Data supplied.

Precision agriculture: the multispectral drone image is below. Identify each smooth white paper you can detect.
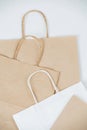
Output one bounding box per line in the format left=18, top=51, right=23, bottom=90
left=13, top=82, right=87, bottom=130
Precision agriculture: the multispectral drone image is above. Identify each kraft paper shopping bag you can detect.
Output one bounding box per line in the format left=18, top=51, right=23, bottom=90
left=20, top=10, right=80, bottom=90
left=0, top=10, right=80, bottom=90
left=51, top=96, right=87, bottom=130
left=13, top=70, right=87, bottom=130
left=0, top=56, right=58, bottom=107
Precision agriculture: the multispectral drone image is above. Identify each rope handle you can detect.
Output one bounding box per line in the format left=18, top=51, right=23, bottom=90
left=22, top=10, right=48, bottom=38
left=27, top=70, right=58, bottom=103
left=13, top=35, right=41, bottom=59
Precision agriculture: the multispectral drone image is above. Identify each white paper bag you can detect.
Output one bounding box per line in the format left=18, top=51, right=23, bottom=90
left=13, top=70, right=87, bottom=130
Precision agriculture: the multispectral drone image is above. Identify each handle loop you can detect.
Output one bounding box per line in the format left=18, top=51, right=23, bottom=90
left=22, top=10, right=48, bottom=38
left=13, top=35, right=41, bottom=59
left=27, top=70, right=58, bottom=103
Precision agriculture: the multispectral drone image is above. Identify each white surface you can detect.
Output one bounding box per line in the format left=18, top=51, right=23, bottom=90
left=14, top=82, right=87, bottom=130
left=0, top=0, right=87, bottom=87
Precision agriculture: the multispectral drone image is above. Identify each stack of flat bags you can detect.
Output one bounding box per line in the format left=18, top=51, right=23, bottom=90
left=0, top=10, right=85, bottom=130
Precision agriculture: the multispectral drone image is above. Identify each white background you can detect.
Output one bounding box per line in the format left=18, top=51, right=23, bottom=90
left=0, top=0, right=87, bottom=87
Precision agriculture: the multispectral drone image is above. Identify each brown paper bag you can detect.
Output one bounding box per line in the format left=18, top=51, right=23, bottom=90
left=51, top=96, right=87, bottom=130
left=0, top=53, right=59, bottom=107
left=0, top=10, right=80, bottom=90
left=18, top=10, right=80, bottom=90
left=0, top=101, right=23, bottom=130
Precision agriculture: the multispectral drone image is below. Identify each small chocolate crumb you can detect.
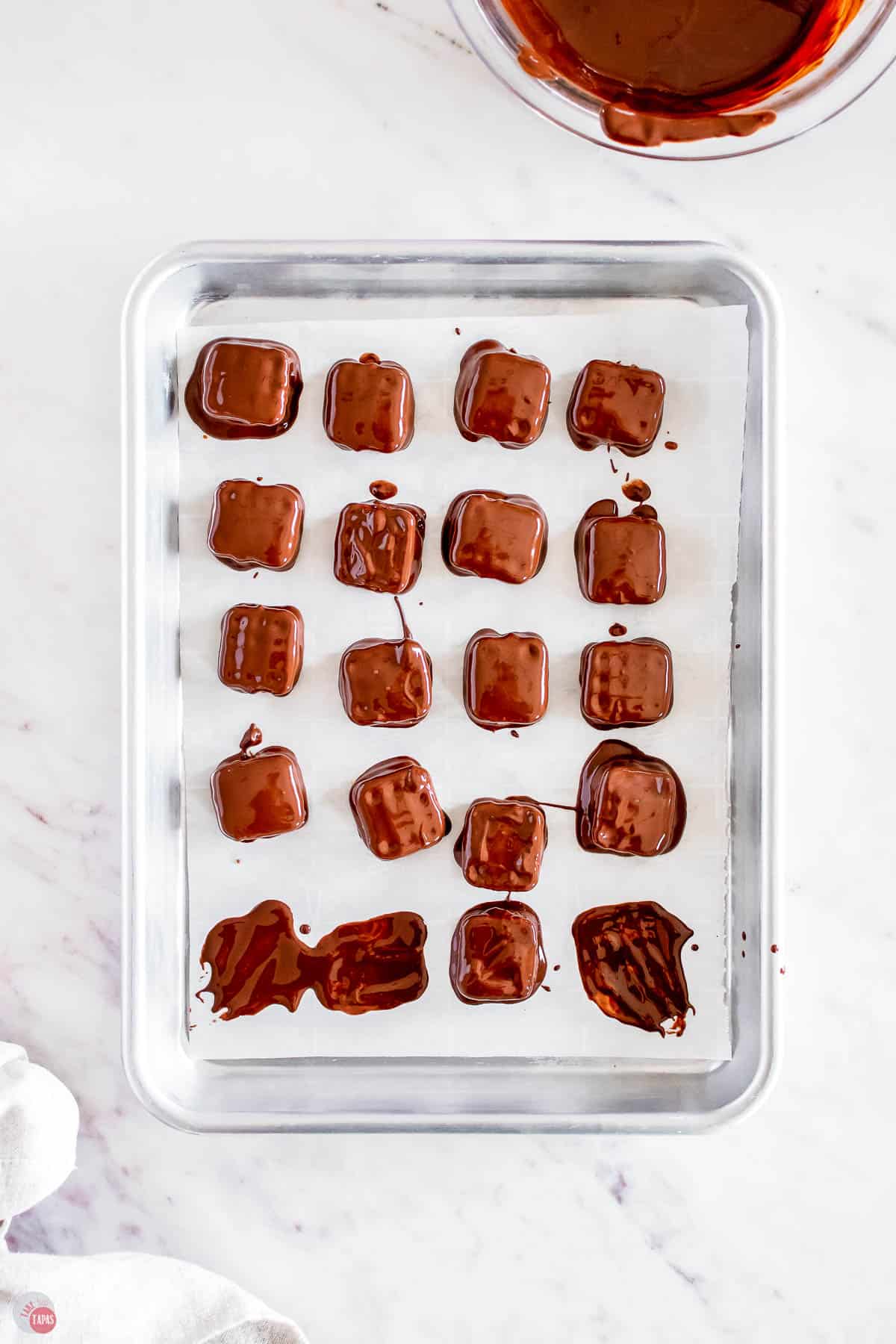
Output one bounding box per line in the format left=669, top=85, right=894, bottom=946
left=368, top=481, right=398, bottom=500
left=622, top=477, right=652, bottom=504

The problem.
List every line of the listing above that contains the word "handle", copying each line in full.

Exercise solution.
Precision agriculture: the multispectral drone image is above. Identify each rope handle you can detect.
Precision agriculture: the multispectral drone image is above. Identify each handle loop you can detect.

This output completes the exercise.